# 6 - Matrix Multiplication
- 6.1 Standard multiplication
- 6.2 Multiplication and equations
- 6.3 Multiplication with diagonals
- 6.4 LIVE EVIL
- 6.5 Matrix-vector multiplication
- 6.6 Creating symmetric matrices
- 6.7 Multiply symmetric matrices
- 6.8 Hadamard multiplication
- 6.9 Froebenius dot product
- 6.10 Matrix norms
- 6.11 Matrix asymmetry index
- 6.12 What about matrix division?
- 6.13 Exercises
- 6.14 Answers
- 6.15 Code challenges
- 6.16 Code solutions


In [1]:
import numpy as np

## 6.1 Standard Multiplication
Matrix $A \in \mathbb{R}^{M \times N}$ is compatible for multiplication with matrix $B \in \mathbb{R}^{N \times P}$ only when the innermost dimension of $A$ and $B$ are equal.

### 1/ Element Perspective
Interpretation of matrix multiplication as dot products between rows of A and columns of B.

$$
\begin{bmatrix}
a_{1,1} & a_{1,2} & a_{1,3} \\
a_{2,1} & a_{2,2} & a_{2,3} \\
a_{3,1} & a_{3,2} & a_{3,3} \\
\end{bmatrix}
\begin{bmatrix}
b_{1,1} & b_{1,2} \\
b_{2,1} & b_{2,2} \\
b_{3,1} & b_{3,2} \\
\end{bmatrix}
=
\begin{bmatrix}
a_{1,1} b_{1,1} + a_{1,2} b_{2,1} + a_{1,3} b_{3,1} & a_{1,1} b_{1,2} + a_{1,2} b_{2,2} + a_{1,3} b_{3,2} \\
a_{2,1} b_{1,1} + a_{2,2} b_{2,1} + a_{2,3} b_{3,1} & a_{2,1} b_{1,2} + a_{2,2} b_{2,2} + a_{2,3} b_{3,2} \\
a_{3,1} b_{1,1} + a_{3,2} b_{2,1} + a_{3,3} b_{3,1} & a_{3,1} b_{1,2} + a_{3,2} b_{2,2} + a_{3,3} b_{3,2} \\
\end{bmatrix}
$$

Notes
- Lower triangle of product $AB$ contains dot products of rows of A whose index is larger than columns of B eg $i \gt j$.

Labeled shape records
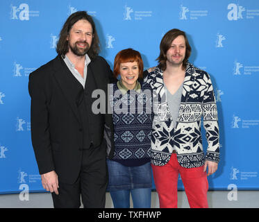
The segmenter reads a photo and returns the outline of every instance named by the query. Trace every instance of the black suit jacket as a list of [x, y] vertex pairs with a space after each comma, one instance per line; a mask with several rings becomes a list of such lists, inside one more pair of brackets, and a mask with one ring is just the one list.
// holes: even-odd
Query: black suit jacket
[[[80, 92], [83, 88], [81, 84], [72, 86], [71, 75], [62, 58], [58, 56], [31, 73], [28, 83], [32, 144], [40, 174], [54, 170], [59, 180], [67, 183], [73, 183], [78, 176], [83, 141], [82, 121], [75, 103], [76, 95], [72, 93], [72, 89]], [[88, 65], [85, 94], [90, 98], [87, 101], [89, 108], [96, 100], [91, 96], [94, 89], [87, 87], [90, 75], [94, 76], [97, 88], [107, 95], [107, 84], [112, 73], [100, 56]], [[72, 89], [75, 85], [81, 89]], [[112, 127], [111, 115], [88, 114], [92, 147], [97, 147], [103, 142], [104, 124]]]

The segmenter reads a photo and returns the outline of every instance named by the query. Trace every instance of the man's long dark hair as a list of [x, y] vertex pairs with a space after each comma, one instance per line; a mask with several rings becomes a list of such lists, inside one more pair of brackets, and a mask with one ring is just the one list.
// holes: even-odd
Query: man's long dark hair
[[93, 59], [98, 55], [100, 51], [100, 42], [95, 28], [94, 22], [92, 17], [85, 11], [78, 11], [72, 14], [65, 22], [60, 31], [57, 48], [56, 49], [58, 55], [64, 57], [68, 52], [68, 41], [67, 40], [67, 37], [69, 35], [70, 30], [73, 25], [81, 19], [85, 19], [89, 22], [92, 28], [92, 45], [87, 51], [87, 55], [91, 59]]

* [GOALS]:
a) For each statement below, state whether it agrees with the matrix multiplication notes, answering yes or no and quoting the deciding words of the notes exactly. (i) A matrix in $\mathbb{R}^{M \times N}$ can be multiplied with a matrix in $\mathbb{R}^{N \times P}$ only when their innermost dimensions are equal. (ii) The element perspective interprets matrix multiplication as dot products between columns of A and rows of B. (iii) The lower triangle of the product $AB$ holds dot products of rows of A whose index is smaller than the columns of B.
b) Print the passage of the matrix multiplication notes that begins at the words "## 6.1 Standard" and ends after the words "columns of B.".
c) Proceed with the matrix multiplication notes from the point where they stop.
The material above is separate from the matrix multiplication notes.

* [OUTPUTS FOR THE TASKS]:
a)
(i) Yes: "only when the innermost dimension of $A$ and $B$ are equal."
(ii) No: "dot products between rows of A and columns of B."
(iii) No: "dot products of rows of A whose index is larger than columns of B eg $i \gt j$."

b)
## 6.1 Standard Multiplication
Matrix $A \in \mathbb{R}^{M \times N}$ is compatible for multiplication with matrix $B \in \mathbb{R}^{N \times P}$ only when the innermost dimension of $A$ and $B$ are equal.

### 1/ Element Perspective
Interpretation of matrix multiplication as dot products between rows of A and columns of B.

c)
- Upper triangle of product $AB$ contains dot products of columns of B whose index is larger than rows of A eg $j \gt i$.
- Lower and upper triangle interpretations are important for QR decomposition.

### 2/ Layer Perspective
Interpretation of matrix multiplication as sum of outer product of columns of A and rows of B.

$$
\begin{bmatrix}
a_{1,1} & a_{1,2} & a_{1,3} \\
a_{2,1} & a_{2,2} & a_{2,3} \\
a_{3,1} & a_{3,2} & a_{3,3} \\
\end{bmatrix}
\begin{bmatrix}
b_{1,1} & b_{1,2} \\
b_{2,1} & b_{2,2} \\
b_{3,1} & b_{3,2} \\
\end{bmatrix}
=
\begin{bmatrix}
a_{1,1} \\
a_{2,1} \\
a_{3,1} \\
\end{bmatrix}
\begin{bmatrix}
b_{1,1} & b_{1,2} \\
\end{bmatrix}
+
\begin{bmatrix}
a_{1,2} \\
a_{2,2} \\
a_{3,2} \\
\end{bmatrix}
\begin{bmatrix}
b_{2,1} & b_{2,2} \\
\end{bmatrix}
+
\begin{bmatrix}
a_{1,3} \\
a_{2,3} \\
a_{3,3} \\
\end{bmatrix}
\begin{bmatrix}
b_{3,1} & b_{3,2} \\
\end{bmatrix}
$$

Notes
- Layer perspective is closely related to spectral theory of matrices which says that any matrix can be represented as  sum of rank-1 matrices.
- Spectral theory of matrices is important for singular value decomposition SVD.

### 3/ Column Perspective
Interpretation of matrix multiplication as linear weighted combination of the columns of A and the columns of B.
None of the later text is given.